**WHAT YOU SHOULD DO**
In the records below, take the line with "Query: dew drop" and all lines after it, and copy them exactly, pictures excluded.

(Collected data)
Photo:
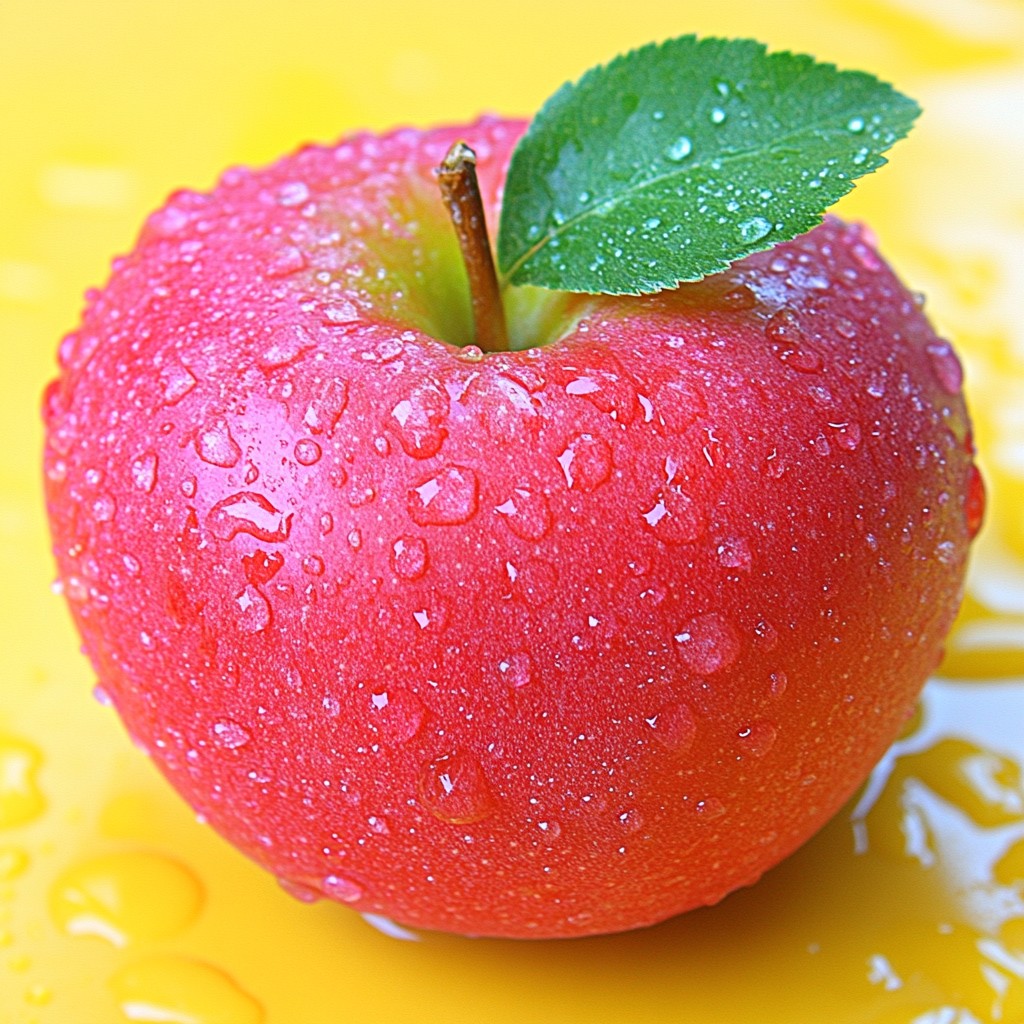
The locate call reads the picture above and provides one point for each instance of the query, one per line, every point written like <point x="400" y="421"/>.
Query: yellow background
<point x="107" y="105"/>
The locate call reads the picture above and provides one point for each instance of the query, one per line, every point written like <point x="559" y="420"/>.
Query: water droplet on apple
<point x="177" y="381"/>
<point x="254" y="613"/>
<point x="343" y="889"/>
<point x="582" y="385"/>
<point x="848" y="435"/>
<point x="215" y="444"/>
<point x="674" y="727"/>
<point x="293" y="194"/>
<point x="586" y="463"/>
<point x="410" y="557"/>
<point x="631" y="820"/>
<point x="945" y="366"/>
<point x="708" y="643"/>
<point x="535" y="582"/>
<point x="526" y="514"/>
<point x="103" y="508"/>
<point x="418" y="421"/>
<point x="399" y="714"/>
<point x="448" y="499"/>
<point x="143" y="471"/>
<point x="229" y="734"/>
<point x="734" y="553"/>
<point x="455" y="790"/>
<point x="679" y="150"/>
<point x="866" y="256"/>
<point x="252" y="513"/>
<point x="739" y="297"/>
<point x="288" y="343"/>
<point x="709" y="809"/>
<point x="260" y="567"/>
<point x="675" y="517"/>
<point x="758" y="737"/>
<point x="516" y="670"/>
<point x="307" y="452"/>
<point x="788" y="344"/>
<point x="325" y="409"/>
<point x="286" y="261"/>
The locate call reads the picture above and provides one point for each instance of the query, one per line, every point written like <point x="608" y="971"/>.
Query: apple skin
<point x="555" y="642"/>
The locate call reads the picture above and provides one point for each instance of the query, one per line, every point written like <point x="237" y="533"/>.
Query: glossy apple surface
<point x="554" y="642"/>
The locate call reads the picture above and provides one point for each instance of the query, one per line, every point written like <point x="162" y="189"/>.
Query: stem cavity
<point x="461" y="192"/>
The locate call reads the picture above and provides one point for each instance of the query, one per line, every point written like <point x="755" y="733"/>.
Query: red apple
<point x="551" y="642"/>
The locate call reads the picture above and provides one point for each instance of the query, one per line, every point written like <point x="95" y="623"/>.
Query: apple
<point x="555" y="641"/>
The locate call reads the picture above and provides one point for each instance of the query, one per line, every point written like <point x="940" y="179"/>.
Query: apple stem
<point x="461" y="190"/>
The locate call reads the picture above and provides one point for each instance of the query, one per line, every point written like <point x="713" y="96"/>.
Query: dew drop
<point x="448" y="499"/>
<point x="307" y="452"/>
<point x="418" y="421"/>
<point x="176" y="381"/>
<point x="708" y="643"/>
<point x="754" y="229"/>
<point x="586" y="463"/>
<point x="710" y="808"/>
<point x="288" y="343"/>
<point x="293" y="194"/>
<point x="674" y="727"/>
<point x="229" y="734"/>
<point x="254" y="613"/>
<point x="847" y="435"/>
<point x="631" y="820"/>
<point x="399" y="714"/>
<point x="103" y="508"/>
<point x="734" y="553"/>
<point x="758" y="738"/>
<point x="286" y="261"/>
<point x="517" y="670"/>
<point x="260" y="567"/>
<point x="945" y="366"/>
<point x="679" y="150"/>
<point x="739" y="297"/>
<point x="675" y="517"/>
<point x="343" y="889"/>
<point x="410" y="557"/>
<point x="787" y="341"/>
<point x="455" y="790"/>
<point x="216" y="446"/>
<point x="526" y="513"/>
<point x="143" y="472"/>
<point x="126" y="898"/>
<point x="252" y="513"/>
<point x="324" y="411"/>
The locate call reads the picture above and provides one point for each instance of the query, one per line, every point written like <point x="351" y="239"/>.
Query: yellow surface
<point x="115" y="904"/>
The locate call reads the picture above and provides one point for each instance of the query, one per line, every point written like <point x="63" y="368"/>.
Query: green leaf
<point x="674" y="160"/>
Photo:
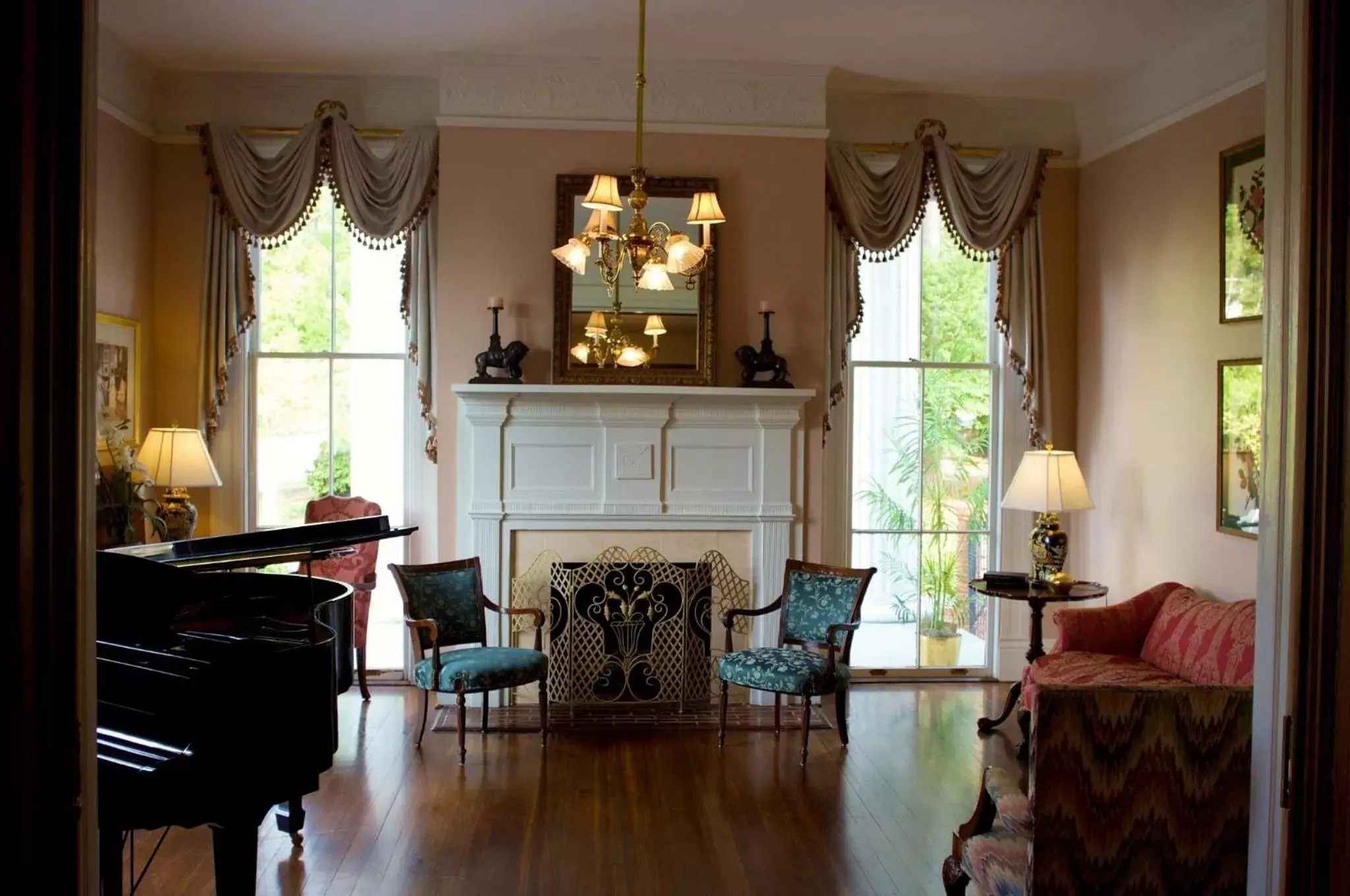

**WRITTEN RESPONSE**
Query: dew drop
<point x="448" y="499"/>
<point x="307" y="452"/>
<point x="418" y="421"/>
<point x="176" y="381"/>
<point x="708" y="643"/>
<point x="754" y="229"/>
<point x="586" y="463"/>
<point x="710" y="808"/>
<point x="288" y="343"/>
<point x="293" y="194"/>
<point x="674" y="727"/>
<point x="229" y="734"/>
<point x="254" y="613"/>
<point x="847" y="435"/>
<point x="631" y="820"/>
<point x="399" y="714"/>
<point x="103" y="508"/>
<point x="734" y="553"/>
<point x="758" y="738"/>
<point x="286" y="261"/>
<point x="517" y="670"/>
<point x="260" y="567"/>
<point x="945" y="366"/>
<point x="679" y="150"/>
<point x="739" y="297"/>
<point x="675" y="517"/>
<point x="343" y="889"/>
<point x="410" y="557"/>
<point x="787" y="341"/>
<point x="455" y="790"/>
<point x="216" y="446"/>
<point x="526" y="513"/>
<point x="143" y="472"/>
<point x="126" y="898"/>
<point x="252" y="513"/>
<point x="324" y="411"/>
The locate call reads the picture above and provides one point for each instance of the query, one per line, every point written like <point x="351" y="239"/>.
Query: yellow surface
<point x="115" y="904"/>
The locate call reads the picture above and provides one point for each instance of the query, one per line, every point written like <point x="63" y="368"/>.
Query: green leaf
<point x="674" y="160"/>
Photo:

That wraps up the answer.